■ **DATASET RECORDS**
☆ ☆ ☆
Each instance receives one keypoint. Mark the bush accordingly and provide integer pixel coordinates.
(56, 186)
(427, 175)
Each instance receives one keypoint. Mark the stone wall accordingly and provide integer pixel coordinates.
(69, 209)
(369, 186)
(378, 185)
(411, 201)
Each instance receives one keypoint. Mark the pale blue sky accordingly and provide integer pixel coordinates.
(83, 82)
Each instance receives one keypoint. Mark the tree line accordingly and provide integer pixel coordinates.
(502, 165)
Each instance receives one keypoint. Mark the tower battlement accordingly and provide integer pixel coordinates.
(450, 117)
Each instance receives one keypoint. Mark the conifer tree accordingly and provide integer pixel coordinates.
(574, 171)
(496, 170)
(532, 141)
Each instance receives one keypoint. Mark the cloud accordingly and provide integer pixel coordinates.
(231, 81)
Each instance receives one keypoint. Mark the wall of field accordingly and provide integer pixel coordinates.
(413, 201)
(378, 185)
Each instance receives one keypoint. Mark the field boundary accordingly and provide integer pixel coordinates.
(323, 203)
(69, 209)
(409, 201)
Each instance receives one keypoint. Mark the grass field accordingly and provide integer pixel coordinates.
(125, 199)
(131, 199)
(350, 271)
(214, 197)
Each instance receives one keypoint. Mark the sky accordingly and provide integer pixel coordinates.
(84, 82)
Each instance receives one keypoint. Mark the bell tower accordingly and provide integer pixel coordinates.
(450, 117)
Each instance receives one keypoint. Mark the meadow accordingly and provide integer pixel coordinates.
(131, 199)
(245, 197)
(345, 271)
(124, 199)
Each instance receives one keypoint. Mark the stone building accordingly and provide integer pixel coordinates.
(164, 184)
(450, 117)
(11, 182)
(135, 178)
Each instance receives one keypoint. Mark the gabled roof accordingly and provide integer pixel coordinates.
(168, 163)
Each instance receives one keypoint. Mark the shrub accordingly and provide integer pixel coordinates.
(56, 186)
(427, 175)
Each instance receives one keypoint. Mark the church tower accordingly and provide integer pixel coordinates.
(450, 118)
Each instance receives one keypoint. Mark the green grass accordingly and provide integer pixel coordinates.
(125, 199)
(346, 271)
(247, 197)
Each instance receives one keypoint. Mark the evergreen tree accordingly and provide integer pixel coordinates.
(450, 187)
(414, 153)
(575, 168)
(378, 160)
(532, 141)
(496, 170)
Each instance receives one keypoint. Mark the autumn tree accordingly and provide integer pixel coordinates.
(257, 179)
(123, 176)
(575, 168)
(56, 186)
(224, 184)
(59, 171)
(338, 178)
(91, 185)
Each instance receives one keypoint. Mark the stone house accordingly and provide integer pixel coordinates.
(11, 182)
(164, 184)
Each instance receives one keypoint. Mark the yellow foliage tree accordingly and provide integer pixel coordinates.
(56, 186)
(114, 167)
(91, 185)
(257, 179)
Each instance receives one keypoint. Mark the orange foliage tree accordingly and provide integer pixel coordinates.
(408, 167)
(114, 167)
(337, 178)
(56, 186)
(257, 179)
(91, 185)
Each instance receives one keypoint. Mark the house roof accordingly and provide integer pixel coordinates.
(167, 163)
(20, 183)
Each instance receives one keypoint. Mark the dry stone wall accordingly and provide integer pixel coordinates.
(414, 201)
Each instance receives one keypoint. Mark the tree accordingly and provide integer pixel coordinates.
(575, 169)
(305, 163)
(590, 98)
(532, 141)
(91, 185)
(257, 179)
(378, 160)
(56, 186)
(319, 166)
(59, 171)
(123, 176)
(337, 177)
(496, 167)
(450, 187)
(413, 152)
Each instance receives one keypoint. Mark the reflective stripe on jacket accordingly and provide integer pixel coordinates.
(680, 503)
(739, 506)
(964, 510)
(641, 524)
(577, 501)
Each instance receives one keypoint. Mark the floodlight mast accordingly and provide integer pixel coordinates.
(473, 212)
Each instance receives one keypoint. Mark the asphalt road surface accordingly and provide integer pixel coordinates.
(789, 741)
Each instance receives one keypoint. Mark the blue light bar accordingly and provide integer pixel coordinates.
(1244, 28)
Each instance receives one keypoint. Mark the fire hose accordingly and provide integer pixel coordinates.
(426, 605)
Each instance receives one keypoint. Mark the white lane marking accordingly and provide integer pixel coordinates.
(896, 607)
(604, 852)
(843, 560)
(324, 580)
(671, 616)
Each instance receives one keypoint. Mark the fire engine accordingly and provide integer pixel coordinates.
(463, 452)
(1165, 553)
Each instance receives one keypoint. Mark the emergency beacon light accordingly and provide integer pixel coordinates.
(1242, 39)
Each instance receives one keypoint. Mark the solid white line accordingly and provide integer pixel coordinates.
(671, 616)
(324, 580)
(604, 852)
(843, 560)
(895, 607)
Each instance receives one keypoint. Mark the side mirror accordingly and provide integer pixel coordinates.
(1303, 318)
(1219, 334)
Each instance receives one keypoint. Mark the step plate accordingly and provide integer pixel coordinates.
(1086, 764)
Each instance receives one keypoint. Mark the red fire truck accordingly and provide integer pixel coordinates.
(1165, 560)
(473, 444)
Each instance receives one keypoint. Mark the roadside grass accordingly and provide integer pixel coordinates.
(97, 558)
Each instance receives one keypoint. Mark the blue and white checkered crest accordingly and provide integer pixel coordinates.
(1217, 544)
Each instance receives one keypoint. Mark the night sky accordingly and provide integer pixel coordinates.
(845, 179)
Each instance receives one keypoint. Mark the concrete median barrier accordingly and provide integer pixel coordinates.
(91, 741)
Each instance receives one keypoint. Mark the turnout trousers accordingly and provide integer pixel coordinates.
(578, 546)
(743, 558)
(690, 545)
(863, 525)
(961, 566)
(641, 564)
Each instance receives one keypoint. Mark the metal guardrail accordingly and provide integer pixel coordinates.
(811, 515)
☆ ☆ ☆
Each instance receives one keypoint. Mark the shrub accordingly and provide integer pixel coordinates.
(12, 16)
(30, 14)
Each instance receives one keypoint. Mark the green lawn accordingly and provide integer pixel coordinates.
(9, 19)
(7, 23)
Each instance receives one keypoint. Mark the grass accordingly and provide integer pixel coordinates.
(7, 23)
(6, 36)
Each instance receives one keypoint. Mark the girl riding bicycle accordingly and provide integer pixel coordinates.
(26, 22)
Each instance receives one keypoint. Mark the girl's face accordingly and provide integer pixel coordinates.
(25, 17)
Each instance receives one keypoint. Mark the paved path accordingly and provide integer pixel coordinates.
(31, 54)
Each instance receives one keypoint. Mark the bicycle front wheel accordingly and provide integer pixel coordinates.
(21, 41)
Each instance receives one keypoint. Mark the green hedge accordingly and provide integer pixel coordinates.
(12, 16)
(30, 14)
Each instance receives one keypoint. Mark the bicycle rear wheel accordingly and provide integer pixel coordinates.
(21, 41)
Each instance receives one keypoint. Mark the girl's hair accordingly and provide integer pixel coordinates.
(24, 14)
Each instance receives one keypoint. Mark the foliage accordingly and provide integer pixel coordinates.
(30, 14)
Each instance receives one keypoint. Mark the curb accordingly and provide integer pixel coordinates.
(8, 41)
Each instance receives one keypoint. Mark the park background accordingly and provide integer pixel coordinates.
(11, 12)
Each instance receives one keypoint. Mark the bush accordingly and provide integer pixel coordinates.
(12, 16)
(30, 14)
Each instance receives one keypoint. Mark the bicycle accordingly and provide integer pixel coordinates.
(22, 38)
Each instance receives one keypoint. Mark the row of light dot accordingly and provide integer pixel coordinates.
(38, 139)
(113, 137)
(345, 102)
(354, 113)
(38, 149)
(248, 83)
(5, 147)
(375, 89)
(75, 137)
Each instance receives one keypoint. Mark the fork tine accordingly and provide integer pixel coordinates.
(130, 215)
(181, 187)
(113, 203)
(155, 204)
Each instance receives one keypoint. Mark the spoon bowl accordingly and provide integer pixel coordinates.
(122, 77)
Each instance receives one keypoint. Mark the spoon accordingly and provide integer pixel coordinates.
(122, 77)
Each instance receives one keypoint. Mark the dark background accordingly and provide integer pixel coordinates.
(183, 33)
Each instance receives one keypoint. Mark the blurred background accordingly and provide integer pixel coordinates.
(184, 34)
☆ ☆ ☆
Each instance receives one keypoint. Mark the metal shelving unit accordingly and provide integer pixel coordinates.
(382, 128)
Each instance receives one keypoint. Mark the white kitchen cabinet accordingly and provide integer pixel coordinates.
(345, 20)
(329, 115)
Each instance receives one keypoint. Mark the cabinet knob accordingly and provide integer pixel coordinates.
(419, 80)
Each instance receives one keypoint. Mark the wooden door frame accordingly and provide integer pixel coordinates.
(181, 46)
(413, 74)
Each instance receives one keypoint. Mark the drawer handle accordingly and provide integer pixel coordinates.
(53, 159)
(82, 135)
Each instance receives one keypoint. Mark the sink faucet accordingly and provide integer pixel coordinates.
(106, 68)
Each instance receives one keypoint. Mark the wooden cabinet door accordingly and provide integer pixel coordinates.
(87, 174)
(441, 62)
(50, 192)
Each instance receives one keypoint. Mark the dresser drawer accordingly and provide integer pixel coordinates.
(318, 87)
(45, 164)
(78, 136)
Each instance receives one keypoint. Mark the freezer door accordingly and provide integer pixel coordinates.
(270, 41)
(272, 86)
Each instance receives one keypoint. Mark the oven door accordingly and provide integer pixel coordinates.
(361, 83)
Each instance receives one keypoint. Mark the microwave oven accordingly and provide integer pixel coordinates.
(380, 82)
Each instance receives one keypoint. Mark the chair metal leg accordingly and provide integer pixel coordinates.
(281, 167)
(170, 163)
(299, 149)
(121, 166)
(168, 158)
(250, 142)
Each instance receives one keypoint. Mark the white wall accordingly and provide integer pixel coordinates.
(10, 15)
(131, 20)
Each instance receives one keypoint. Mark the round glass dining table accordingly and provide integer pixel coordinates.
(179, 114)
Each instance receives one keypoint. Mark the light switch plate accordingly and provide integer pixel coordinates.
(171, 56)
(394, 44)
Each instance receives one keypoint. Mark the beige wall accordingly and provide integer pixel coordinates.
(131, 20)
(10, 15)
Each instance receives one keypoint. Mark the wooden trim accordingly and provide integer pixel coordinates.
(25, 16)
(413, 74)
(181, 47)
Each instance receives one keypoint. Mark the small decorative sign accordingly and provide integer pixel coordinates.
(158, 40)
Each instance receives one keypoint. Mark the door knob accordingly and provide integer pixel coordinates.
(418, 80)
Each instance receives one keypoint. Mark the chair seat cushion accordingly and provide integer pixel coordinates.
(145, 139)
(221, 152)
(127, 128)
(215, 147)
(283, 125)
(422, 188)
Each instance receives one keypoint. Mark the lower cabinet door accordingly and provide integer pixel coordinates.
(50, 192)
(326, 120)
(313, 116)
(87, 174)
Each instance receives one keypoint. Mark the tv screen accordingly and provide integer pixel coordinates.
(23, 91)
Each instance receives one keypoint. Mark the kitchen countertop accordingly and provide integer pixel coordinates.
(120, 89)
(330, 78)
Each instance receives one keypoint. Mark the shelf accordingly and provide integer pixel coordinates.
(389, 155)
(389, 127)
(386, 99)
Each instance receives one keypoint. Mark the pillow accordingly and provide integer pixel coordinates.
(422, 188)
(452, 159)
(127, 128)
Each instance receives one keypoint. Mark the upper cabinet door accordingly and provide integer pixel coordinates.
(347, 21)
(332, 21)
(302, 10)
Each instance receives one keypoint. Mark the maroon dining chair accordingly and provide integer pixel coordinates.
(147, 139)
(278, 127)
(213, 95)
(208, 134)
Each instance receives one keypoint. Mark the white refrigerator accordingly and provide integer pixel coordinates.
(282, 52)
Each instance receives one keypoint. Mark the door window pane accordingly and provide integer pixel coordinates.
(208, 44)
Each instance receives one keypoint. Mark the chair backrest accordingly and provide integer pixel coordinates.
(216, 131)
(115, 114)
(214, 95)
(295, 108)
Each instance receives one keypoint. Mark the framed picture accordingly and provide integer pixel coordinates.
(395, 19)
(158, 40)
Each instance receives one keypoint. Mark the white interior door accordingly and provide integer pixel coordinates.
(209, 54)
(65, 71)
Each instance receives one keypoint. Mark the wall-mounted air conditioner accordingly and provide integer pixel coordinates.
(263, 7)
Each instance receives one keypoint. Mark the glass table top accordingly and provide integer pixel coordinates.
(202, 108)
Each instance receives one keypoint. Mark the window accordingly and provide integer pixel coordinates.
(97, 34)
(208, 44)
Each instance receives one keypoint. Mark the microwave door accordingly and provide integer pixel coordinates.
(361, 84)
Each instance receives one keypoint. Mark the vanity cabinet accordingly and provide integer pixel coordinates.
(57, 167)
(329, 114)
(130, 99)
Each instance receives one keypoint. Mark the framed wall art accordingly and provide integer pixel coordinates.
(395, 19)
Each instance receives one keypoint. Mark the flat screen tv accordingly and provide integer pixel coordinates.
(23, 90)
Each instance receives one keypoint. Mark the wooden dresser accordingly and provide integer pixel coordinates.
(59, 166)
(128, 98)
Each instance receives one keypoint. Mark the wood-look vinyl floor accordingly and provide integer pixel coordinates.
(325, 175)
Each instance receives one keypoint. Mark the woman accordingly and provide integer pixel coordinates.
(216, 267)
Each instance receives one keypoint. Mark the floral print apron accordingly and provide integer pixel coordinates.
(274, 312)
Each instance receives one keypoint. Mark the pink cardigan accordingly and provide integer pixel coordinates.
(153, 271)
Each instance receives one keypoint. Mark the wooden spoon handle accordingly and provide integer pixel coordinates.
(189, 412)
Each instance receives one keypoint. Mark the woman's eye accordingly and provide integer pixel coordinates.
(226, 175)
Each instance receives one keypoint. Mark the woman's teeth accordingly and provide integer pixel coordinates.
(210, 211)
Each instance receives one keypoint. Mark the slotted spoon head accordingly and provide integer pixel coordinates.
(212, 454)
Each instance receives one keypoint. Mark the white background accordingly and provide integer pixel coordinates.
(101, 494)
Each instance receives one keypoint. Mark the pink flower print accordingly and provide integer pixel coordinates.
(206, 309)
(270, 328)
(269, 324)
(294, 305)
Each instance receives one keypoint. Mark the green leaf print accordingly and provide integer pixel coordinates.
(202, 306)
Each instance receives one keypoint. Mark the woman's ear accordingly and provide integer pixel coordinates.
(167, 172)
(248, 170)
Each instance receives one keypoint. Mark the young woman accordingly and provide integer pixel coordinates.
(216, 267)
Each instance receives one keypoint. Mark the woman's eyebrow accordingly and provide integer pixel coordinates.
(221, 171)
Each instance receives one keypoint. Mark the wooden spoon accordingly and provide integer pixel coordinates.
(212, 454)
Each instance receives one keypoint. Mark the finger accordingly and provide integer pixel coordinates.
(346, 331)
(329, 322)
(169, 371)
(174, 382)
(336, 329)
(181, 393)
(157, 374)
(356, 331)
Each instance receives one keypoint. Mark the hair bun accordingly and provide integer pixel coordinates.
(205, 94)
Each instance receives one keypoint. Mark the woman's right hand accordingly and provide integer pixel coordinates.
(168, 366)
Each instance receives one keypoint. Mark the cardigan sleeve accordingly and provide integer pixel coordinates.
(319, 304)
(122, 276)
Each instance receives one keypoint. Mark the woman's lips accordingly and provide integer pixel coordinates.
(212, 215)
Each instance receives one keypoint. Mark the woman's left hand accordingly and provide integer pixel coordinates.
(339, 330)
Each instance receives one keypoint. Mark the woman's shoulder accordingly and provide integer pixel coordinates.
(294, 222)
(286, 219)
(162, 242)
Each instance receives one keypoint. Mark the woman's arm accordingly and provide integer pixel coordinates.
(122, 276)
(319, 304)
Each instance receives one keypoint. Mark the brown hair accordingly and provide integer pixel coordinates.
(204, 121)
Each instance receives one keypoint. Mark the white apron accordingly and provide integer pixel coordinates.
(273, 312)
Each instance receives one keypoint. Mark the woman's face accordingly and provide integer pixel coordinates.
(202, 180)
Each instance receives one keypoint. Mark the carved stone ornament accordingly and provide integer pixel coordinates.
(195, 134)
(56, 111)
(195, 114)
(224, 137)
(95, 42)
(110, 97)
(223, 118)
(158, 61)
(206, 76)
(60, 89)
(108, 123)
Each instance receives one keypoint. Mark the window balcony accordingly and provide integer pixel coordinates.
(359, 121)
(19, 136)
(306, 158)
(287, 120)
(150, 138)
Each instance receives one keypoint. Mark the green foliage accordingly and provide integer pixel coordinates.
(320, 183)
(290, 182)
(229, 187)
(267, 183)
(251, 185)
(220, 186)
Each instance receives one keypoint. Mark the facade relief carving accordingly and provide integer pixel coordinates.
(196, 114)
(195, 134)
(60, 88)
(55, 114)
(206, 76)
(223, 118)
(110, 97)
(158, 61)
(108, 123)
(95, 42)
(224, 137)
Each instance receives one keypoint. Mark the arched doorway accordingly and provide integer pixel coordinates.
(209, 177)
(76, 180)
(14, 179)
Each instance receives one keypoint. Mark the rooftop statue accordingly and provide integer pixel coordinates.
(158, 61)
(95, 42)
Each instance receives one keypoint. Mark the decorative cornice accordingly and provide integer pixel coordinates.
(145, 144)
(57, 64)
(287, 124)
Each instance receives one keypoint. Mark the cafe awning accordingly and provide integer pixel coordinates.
☆ ☆ ☆
■ **GOAL**
Count the lines in the records that contain the word "window" and give only that number.

■ **TASK ANSWER**
3